Entries from a pointing dataset
════════

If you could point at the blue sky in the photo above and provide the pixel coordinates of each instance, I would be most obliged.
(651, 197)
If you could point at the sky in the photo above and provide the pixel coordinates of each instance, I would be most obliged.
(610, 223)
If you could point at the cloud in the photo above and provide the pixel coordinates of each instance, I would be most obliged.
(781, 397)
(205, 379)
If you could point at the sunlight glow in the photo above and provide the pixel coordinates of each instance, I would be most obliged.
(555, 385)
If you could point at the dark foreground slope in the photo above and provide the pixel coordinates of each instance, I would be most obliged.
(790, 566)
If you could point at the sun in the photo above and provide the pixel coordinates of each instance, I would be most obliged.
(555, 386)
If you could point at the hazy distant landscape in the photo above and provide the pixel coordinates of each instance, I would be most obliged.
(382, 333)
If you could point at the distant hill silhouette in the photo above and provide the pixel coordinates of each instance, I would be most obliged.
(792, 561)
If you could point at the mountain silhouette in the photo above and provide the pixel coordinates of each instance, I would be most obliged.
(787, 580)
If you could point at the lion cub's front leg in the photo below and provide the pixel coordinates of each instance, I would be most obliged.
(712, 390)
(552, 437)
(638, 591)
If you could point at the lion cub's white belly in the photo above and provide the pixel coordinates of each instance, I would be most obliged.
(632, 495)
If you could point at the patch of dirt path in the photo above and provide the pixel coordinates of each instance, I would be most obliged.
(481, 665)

════════

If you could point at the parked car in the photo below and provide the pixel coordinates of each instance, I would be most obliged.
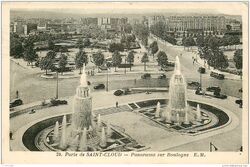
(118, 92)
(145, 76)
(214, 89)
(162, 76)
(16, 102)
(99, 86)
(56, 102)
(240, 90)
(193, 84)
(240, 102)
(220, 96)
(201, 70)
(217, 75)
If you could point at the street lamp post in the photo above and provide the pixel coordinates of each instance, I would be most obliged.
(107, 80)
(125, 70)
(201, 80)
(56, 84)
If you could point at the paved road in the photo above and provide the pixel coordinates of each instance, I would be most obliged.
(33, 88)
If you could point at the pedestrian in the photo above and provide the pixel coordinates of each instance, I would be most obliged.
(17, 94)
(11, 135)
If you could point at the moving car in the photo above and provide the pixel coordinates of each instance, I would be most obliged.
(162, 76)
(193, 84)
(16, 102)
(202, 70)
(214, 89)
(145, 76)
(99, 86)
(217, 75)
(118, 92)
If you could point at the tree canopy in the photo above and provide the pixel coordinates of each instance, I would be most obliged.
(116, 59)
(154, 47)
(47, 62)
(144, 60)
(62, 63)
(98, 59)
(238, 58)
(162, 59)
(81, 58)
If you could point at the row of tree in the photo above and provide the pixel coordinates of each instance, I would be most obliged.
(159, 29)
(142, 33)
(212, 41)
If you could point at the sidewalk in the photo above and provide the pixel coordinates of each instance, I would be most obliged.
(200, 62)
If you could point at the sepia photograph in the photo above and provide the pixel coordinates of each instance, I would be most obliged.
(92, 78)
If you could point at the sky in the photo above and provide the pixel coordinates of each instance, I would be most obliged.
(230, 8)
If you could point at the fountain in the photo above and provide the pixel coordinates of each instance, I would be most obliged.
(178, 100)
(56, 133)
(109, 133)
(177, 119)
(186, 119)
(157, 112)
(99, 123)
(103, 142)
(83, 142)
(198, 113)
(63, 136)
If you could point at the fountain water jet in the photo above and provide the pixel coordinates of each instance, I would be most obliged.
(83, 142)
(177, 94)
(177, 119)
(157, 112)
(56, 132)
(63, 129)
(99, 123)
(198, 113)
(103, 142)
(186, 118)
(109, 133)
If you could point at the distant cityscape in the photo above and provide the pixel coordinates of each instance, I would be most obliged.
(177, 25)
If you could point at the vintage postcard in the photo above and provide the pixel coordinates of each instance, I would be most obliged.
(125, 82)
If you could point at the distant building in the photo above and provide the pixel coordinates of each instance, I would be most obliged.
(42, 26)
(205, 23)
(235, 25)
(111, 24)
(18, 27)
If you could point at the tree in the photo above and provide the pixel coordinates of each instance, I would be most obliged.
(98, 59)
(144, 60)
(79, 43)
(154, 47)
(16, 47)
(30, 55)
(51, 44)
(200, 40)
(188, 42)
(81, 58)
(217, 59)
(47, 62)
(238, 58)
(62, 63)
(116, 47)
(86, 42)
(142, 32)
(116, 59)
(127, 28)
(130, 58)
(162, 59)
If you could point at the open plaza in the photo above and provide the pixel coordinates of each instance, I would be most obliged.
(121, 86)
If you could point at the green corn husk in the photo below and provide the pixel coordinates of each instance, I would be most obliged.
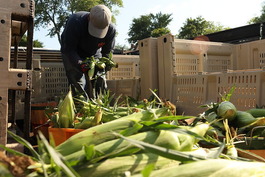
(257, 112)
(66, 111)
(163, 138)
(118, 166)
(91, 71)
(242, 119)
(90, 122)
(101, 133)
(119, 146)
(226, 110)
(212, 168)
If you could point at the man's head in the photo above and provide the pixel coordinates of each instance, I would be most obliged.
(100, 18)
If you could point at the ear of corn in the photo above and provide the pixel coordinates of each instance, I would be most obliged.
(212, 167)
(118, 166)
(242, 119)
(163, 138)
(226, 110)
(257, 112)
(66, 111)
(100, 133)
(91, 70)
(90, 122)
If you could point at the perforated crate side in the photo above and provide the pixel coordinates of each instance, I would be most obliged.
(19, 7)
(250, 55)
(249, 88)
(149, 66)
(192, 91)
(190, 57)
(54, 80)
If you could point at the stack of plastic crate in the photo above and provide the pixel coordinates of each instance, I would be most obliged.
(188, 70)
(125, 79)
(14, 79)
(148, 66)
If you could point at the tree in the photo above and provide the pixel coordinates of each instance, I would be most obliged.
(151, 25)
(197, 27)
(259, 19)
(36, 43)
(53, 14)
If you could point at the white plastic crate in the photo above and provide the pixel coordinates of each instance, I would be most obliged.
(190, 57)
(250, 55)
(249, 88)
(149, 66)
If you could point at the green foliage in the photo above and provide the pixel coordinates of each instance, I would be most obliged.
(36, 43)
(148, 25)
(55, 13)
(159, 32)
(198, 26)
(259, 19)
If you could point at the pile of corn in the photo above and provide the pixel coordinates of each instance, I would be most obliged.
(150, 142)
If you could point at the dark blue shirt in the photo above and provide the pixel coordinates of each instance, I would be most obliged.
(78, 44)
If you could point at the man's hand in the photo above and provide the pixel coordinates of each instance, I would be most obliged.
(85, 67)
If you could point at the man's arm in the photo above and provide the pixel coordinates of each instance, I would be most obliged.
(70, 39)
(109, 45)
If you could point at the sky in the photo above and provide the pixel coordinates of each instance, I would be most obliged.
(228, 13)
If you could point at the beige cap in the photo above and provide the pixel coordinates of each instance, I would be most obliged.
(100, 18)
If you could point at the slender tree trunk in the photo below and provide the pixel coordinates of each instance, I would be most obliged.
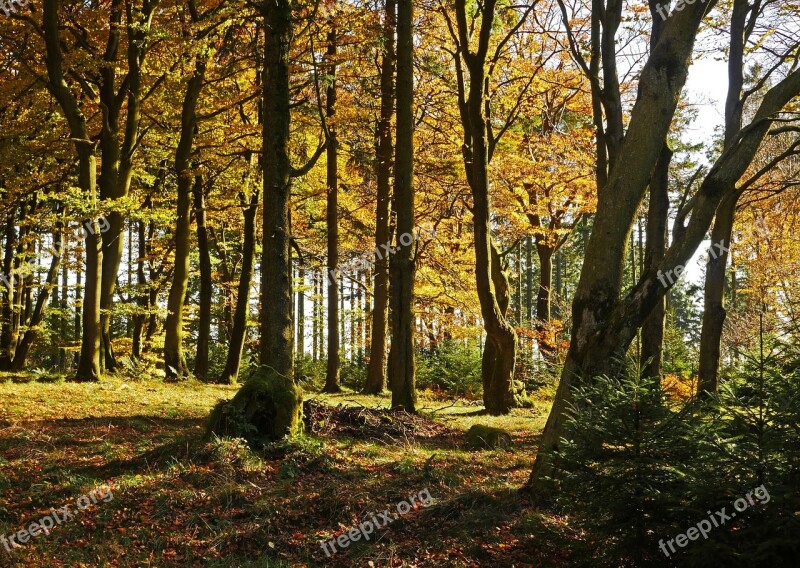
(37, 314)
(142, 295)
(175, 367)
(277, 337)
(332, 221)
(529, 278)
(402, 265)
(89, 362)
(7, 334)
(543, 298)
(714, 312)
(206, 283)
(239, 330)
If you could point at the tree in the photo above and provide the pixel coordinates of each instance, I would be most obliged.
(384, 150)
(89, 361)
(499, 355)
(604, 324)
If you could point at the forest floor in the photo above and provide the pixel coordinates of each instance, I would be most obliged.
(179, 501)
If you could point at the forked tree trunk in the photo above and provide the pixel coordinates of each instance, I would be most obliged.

════════

§ EXERCISE GOAL: Report how many lines in the records contain the word "trunk". Give only the number.

§ RESULT OF THE EXERCISE: 2